▶ Provided passage
——
0.4kV/6kV/10kV Filter capacitor (FC)
Key attributes
| Brand | RW Energy |
| Model NO. | 0.4kV/6kV/10kV Filter capacitor (FC) |
| Rated voltage | 6kV |
| Series | FC |
Product descriptions from the supplier
Product overview
Filter capacitors are classic passive reactive power compensation and harmonic management devices in medium and low voltage distribution networks. Their core functions are to provide capacitive reactive power, improve the power factor of the power grid, and at the same time, form a filter circuit in series with reactors to specifically suppress certain harmonics (such as 3rd, 5th, and 7th harmonics), reducing the impact of harmonic pollution on the power grid and electrical equipment. The product has a simple and compact structure, is cost-effective, and easy to maintain, without the need for complex control modules. It is suitable for steady-state load scenarios, can effectively reduce power grid losses, avoid reactive power fines, and stabilize the supply voltage. It is a cost-effective choice for power quality optimization under limited budgets or simple working conditions, and is widely applicable to various industrial and civil power distribution systems.
System Structure and Working Principle
Core Structure
Capacitor unit: Adopts metallized film or oil-paper insulation structure, featuring low loss, high insulation strength, and long service life. Single or multiple units are connected in parallel to form a capacity module to meet different reactive power compensation requirements.
Filter reactor: Connected in series with the capacitor to form a filter circuit with a specific resonant frequency, specifically absorbing certain harmonics in the power grid (such as 3rd, 5th, and 7th harmonics) to avoid harmonic amplification.
——
▶ Material
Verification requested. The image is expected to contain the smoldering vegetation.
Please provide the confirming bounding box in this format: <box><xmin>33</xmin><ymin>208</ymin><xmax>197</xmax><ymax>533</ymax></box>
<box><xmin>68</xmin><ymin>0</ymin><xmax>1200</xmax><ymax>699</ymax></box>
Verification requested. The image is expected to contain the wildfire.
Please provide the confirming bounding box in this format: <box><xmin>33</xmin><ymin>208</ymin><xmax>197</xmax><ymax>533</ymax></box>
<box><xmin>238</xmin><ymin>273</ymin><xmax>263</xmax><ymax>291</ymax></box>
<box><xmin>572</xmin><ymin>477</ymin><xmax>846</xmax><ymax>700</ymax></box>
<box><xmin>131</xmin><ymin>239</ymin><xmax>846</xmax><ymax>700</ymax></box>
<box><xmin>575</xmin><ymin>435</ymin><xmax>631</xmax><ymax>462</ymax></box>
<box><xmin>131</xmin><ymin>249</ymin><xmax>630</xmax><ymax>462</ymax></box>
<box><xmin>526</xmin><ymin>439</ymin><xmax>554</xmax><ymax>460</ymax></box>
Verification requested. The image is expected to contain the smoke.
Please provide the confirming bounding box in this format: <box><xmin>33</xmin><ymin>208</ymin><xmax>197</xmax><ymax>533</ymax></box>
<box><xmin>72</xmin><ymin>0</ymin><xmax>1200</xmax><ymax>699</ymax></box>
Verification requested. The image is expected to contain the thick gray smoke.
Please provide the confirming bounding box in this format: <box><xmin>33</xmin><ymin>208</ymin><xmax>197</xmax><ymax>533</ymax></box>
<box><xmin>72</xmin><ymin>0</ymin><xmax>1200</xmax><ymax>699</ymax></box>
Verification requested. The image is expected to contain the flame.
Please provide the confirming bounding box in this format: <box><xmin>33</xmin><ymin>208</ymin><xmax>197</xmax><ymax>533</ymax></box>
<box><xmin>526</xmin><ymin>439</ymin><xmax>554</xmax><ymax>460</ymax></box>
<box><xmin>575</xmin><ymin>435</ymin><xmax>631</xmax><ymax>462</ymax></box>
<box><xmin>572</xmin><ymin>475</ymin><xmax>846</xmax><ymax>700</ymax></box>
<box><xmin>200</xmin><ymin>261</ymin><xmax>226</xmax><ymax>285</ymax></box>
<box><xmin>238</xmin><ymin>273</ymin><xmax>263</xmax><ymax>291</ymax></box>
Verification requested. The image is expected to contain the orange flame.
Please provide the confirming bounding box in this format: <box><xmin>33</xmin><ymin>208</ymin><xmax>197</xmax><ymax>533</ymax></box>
——
▶ Problems to work on
[1] Could you transcribe the filter capacitor page, everything from "System Structure and" down to "avoid harmonic amplification."?
[2] Can you pick up the filter capacitor product description where it stops and carry it on?

▶ Solved problems
[1]
System Structure and Working Principle
Core Structure
Capacitor unit: Adopts metallized film or oil-paper insulation structure, featuring low loss, high insulation strength, and long service life. Single or multiple units are connected in parallel to form a capacity module to meet different reactive power compensation requirements.
Filter reactor: Connected in series with the capacitor to form a filter circuit with a specific resonant frequency, specifically absorbing certain harmonics in the power grid (such as 3rd, 5th, and 7th harmonics) to avoid harmonic amplification.

[2]
Protection unit: Integrates fuses, discharge resistors, and overvoltage protectors to achieve overcurrent protection, rapid discharge after power failure, and overvoltage protection, ensuring the safety of equipment and personnel.
Cabinet structure: Outdoor protective cabinets meet the IP44 standard, and indoor ones meet IP30, with dustproof, moisture-proof, and anti-condensation functions, suitable for different installation environments.
Working Principle
In the distribution network, filter capacitors are put into operation to provide capacitive reactive power, offsetting the inductive reactive power generated by the load, thereby improving the power factor of the power grid (the target is usually ≥0.9) and reducing line losses caused by reactive power transmission. At the same time, the capacitor and the series reactor form an LC filter circuit, whose resonant frequency is consistent with the main harmonic frequencies in the power grid (such as 3rd, 5th, and 7th harmonics). When harmonic current passes through, the filter circuit presents low impedance characteristics, shunting and absorbing the harmonic current, preventing harmonics from propagating in the power grid, and finally achieving the dual effects of reactive power compensation and harmonic filtering, stabilizing the grid voltage and improving power quality.
Heat Dissipation Methods
Natural cooling (AN/Phase Transformation Cooling): The mainstream heat dissipation method, relying on cabinet ventilation and natural convection, suitable for medium and low-capacity products.
Forced air cooling (AF/Air Cooling): Equipped with cooling fans to enhance heat dissipation efficiency, suitable for the operation of equipment with large capacity or in high-temperature environments.
Primary diagram
Main Features
Economical and practical, with significant cost advantages: As a passive compensation device, it has low manufacturing cost, simple installation, no need for complex control and power electronic modules, and extremely low later maintenance costs, suitable for small and medium-sized customers with limited budgets and entry-level scenarios.
Integration of reactive power compensation and filtering: It can not only improve the power factor and reduce grid losses but also specifically suppress certain harmonics, avoiding damage to capacitors and other equipment caused by harmonics, and its functions meet the needs of steady-state loads.
Compact structure and flexible installation: Small in size and light in weight, it does not occupy a lot of space, supports indoor/outdoor installation, can be used alone or in multiple parallel groups, and is suitable for different capacity and scenario requirements.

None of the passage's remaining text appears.